# Lesetext:
#####

Unser Reporter hat das Land nach 17 Jahren zum zweiten Mal bereist und festgestellt: Vieles ist besser geworden – auch mit deutscher Hilfe
Dieses Land ist nichts für Feiglinge. Seit Stunden rumpelt der Jeep auf unbefestigter Piste durch eine furchterregende Felsenwelt. Der Blick vom Beifahrersitz geht mal entsetzt nach unten, wo in schauriger Tiefe der Wildfluss schäumt; mal angstvoll nach oben, wo von steilen Wänden Steinschlag droht. Gelegentlich erzwingen entgegenkommende Lastwagen atemberaubende Ausweichmanöver, während dichte Staubwolken die Sicht vernebeln. Aber Nabijon zeigt am Steuer keine Nerven. Selbst die verrostete Brücke, die nur noch an einem Tragseil schief über der Schlucht hängt, kann ihn nicht schrecken. Wer seit 20 Jahren für die Welthungerhilfe in Tadschikistan unfallfrei Auto fährt, der weiß die Schutzengel an seiner Seite.
Vor 17 Jahren haben wir Nabijon Hakimov kennengelernt. Damals hatte tv Hören und Sehen zum ersten Mal über die Arbeit der Welthungerhilfe in Tadschikistan berichtet. Bis heute kennt kaum jemand das abgelegene Bergland in Zentralasien: 143 000 Quadratkilometer groß, 8,5 Millionen Einwohner, seit dem Zerfall der UdSSR 1991 eine unabhängige Republik mit bizarr verschlungenem Grenzverlauf zwischen Usbekistan, Kirgisien, China und Afghanistan.
Grün ist die Hoffnung
Die Nachbarn haben Uran, Öl, Gas, Gold und die touristischen Juwelen an der legendären Seidenstraße. Tadschikistan hat nur eines im Überfluss: die Willkommenskultur seiner Bewohner, dazu grandiose Landschaftsbilder mit Gebirgen, Steppen und Wüsten. Bei unserem ersten Besuch 2000 verharrte das Land noch im postsowjetischen Trauma. Inzwischen kann oder will niemand mehr Russisch sprechen. Die Lenin-Statuen sind gestürzt, der Prophet heißt jetzt wieder Mohammed.

#####

# Datenzeilen:
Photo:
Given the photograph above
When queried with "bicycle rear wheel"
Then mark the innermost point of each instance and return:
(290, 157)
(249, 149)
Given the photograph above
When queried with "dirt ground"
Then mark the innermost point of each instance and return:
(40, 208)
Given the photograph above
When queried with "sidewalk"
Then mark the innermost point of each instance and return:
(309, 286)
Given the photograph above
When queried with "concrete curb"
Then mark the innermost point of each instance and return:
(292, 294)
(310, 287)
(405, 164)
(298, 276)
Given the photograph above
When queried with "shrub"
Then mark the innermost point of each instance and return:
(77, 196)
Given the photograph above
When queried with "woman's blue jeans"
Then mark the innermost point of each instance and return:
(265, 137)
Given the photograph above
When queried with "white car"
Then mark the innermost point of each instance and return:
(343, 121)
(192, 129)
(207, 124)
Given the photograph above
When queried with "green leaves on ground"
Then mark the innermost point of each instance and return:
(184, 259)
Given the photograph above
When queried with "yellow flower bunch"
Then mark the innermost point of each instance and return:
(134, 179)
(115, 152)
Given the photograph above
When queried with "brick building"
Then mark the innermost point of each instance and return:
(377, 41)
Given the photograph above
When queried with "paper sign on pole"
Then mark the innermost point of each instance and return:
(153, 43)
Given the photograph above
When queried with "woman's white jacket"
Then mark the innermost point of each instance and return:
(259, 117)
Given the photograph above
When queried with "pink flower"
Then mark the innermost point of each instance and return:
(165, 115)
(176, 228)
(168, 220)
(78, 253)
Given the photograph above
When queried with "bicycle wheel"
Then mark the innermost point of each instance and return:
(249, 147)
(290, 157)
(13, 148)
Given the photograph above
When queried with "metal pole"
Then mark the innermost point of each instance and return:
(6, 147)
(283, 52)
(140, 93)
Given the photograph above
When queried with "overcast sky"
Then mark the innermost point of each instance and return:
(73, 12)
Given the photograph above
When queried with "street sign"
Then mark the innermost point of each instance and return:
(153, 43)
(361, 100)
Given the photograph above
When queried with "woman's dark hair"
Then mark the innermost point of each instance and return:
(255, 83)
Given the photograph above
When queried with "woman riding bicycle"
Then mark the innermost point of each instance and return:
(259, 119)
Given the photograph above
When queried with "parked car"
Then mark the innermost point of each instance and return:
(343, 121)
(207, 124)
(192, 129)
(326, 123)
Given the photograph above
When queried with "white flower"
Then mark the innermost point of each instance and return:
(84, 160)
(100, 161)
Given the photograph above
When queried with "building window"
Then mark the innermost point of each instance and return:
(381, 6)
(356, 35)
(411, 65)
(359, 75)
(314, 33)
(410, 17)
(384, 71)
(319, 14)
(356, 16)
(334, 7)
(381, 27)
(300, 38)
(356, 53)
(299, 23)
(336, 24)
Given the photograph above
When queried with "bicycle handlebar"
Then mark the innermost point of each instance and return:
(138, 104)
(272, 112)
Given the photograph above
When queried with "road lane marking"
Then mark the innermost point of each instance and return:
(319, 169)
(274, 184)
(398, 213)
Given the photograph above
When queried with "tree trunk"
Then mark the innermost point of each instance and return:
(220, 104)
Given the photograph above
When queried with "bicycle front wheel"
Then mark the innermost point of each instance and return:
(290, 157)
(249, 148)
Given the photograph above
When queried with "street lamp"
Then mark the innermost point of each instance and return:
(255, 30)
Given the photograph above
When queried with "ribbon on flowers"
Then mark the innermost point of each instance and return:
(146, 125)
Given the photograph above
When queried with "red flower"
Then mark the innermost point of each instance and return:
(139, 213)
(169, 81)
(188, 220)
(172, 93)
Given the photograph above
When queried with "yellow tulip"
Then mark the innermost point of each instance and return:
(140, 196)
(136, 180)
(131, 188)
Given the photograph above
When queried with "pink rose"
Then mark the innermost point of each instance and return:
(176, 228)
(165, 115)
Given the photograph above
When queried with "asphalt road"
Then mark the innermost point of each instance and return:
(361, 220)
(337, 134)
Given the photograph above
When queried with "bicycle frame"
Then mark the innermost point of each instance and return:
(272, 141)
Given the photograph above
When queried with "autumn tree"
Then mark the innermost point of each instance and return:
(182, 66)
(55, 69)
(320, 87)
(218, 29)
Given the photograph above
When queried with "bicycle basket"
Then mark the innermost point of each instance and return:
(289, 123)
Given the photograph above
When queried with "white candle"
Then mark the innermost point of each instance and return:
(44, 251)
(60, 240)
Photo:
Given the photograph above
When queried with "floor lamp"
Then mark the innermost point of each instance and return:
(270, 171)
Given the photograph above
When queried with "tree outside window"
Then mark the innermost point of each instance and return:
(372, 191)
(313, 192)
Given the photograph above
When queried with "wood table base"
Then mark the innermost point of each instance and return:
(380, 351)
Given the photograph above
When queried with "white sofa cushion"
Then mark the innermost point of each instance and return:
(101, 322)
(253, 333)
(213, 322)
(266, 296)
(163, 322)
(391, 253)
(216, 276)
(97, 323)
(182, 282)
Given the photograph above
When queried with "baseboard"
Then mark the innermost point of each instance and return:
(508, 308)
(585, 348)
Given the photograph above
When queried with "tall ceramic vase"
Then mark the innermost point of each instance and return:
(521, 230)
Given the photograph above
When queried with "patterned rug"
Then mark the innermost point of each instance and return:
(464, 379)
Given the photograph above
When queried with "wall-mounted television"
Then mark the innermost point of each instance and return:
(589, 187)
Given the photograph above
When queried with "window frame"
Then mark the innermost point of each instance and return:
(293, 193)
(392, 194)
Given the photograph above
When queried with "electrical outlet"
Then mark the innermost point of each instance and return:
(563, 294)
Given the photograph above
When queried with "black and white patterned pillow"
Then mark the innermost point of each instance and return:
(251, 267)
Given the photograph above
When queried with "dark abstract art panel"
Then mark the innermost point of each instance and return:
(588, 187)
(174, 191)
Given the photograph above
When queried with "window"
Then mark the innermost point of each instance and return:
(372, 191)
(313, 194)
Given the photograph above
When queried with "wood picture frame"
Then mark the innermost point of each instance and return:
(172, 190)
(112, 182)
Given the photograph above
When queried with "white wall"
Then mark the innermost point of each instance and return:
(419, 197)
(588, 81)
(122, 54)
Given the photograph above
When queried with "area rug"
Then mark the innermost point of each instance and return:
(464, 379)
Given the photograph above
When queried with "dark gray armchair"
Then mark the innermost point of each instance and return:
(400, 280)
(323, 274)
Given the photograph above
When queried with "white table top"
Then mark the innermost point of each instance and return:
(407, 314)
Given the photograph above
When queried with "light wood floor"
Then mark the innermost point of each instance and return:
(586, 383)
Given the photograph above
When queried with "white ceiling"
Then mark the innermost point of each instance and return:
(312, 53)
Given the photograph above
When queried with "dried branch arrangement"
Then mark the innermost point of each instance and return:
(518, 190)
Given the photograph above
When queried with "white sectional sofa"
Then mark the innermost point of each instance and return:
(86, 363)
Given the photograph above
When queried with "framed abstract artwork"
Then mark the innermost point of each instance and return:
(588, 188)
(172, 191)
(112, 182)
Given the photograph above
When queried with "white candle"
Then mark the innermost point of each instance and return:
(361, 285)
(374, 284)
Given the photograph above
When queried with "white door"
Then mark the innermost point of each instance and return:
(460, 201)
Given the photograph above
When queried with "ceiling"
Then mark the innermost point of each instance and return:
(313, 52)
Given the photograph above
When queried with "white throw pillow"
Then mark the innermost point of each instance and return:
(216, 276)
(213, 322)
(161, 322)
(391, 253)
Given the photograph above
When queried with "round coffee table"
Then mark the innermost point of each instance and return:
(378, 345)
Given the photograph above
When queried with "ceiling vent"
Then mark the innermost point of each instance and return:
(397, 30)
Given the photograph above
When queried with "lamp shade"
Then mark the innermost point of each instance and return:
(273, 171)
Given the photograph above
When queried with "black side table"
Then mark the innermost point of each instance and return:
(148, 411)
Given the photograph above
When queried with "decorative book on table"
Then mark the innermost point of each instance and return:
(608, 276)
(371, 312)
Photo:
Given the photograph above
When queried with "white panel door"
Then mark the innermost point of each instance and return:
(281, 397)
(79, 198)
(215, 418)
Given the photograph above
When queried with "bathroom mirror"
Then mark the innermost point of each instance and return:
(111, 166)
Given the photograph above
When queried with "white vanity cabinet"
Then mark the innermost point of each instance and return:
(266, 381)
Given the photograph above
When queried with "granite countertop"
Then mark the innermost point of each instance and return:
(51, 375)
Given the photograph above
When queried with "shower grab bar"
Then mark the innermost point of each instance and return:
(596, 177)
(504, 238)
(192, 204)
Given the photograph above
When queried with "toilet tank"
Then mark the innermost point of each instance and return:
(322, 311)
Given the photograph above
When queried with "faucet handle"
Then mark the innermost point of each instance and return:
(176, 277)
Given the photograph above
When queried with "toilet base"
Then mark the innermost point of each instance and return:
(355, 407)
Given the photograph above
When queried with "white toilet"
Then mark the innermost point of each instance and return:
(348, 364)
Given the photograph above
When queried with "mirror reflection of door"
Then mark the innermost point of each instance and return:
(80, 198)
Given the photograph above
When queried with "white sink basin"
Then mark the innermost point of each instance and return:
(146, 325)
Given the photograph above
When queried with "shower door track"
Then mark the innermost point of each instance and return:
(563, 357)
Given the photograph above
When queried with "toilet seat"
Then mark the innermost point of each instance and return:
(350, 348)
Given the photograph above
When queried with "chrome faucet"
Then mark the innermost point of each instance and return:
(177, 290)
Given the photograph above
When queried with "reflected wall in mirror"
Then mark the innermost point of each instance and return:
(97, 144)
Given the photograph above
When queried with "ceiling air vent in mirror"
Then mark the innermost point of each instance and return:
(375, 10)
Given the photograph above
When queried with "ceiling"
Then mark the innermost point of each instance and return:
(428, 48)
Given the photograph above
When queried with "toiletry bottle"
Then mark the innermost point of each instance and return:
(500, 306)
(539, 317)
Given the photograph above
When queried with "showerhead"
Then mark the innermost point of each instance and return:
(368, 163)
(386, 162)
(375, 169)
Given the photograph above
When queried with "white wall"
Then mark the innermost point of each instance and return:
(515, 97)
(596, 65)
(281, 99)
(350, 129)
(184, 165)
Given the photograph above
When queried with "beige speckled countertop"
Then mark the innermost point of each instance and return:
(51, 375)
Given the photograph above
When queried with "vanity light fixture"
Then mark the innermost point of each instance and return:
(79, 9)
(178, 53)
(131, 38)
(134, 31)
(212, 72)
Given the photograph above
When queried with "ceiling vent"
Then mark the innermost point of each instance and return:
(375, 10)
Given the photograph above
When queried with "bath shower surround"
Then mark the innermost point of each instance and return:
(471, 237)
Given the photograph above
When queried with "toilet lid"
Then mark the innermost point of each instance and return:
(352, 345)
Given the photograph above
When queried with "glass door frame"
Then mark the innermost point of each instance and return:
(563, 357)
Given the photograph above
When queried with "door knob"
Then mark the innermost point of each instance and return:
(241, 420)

#####

# Zu bearbeiten:
1) Wie viele Einwohner hat Tadschikistan laut dem Lesetext?
2) Führe den Lesetext über Tadschikistan im selben Stil nach seinem letzten Satz weiter.
Die Daten braucht man hier nicht.

# Als Antwort:
1) 8,5 Millionen

2)
Aber die Armut ist geblieben. Lawinen, Erdbeben, Dürre und Überschwemmungen setzen den Menschen zu, die mehr schlecht als recht von Ackerbau und Viehzucht leben – und von den Überweisungen der Millionen Verwandten, die im Ausland arbeiten, die meisten in Russland. Doch seit dort die Wirtschaft kriselt, versiegt auch diese Geldquelle.
1994, mitten in einem brutalen Bürgerkrieg, kam die Welthungerhilfe ins Land. Seitdem gilt den Tadschiken das grüne Logo der deutschen Hilfsorganisation als Symbol der Hoffnung. Mehr als hundert Projekte haben das Leben vieler Menschen nachhaltig verbessert. Bewässerungssysteme wurden gebaut, Wasserkraftwerke und Solaranlagen zur Stromerzeugung installiert, Schutzwälder aufgeforstet, Dämme errichtet und Kleinbauern unterstützt.
Für ein besseres Leben lernen
Nun stellt sich die Welthungerhilfe einer neuen Aufgabe. Mit dem „Skill up!“-Programm will sie arbeitslosen Jugendlichen zu einer Berufsausbildung verhelfen. „Skill up!“ ist die Idee von Gudrun Bauer, die das millionenteure Projekt komplett privat finanziert. „Wir wollen jungen Menschen die Chance für eine Zukunft im eigenen Land bieten“, sagt die Hamburger Initiatorin.
„Unser größtes Problem sind die dürftigen Verkehrsverbindungen auf dem Land“, sagt Projektleiterin Romy Lehns. „Die Jugendlichen aus den entlegenen Bergdörfern können nicht in die Stadt kommen, um zentral unterrichtet zu werden!“ Deshalb kommt „Skill up!“ zu ihnen – mit mobilen Teams, auf beschwerlichen Wegen, zur Ausbildung vor Ort.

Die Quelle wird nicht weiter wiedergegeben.